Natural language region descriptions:
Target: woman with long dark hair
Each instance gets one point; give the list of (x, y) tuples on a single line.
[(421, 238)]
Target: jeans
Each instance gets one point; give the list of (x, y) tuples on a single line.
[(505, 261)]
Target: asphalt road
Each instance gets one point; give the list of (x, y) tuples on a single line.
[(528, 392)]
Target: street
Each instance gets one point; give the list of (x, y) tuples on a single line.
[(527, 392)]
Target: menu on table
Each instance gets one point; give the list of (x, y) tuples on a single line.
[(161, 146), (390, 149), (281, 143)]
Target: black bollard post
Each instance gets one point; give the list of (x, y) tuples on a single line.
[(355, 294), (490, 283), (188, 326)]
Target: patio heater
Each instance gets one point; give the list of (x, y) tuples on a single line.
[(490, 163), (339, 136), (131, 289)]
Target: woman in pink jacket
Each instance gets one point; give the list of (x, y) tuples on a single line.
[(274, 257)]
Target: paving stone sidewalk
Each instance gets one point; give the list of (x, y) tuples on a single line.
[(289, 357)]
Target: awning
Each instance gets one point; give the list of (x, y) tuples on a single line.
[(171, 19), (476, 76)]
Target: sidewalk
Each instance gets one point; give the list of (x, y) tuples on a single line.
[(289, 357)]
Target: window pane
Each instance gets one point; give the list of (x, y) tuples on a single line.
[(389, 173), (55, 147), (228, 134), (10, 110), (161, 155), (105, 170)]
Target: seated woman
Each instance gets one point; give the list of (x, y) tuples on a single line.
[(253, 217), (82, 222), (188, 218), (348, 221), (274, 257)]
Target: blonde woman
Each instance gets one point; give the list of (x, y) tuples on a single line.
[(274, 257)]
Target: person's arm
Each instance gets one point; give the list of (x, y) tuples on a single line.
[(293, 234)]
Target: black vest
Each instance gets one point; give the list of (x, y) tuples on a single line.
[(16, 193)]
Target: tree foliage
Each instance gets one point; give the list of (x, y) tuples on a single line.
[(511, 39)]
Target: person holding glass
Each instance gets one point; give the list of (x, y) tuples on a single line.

• **Task requirements**
In the records, which lines use the word "woman"? Report them.

• **Problem solution**
Target: woman with long dark hair
Target: woman in pink jacket
Target: seated woman
Target: blonde woman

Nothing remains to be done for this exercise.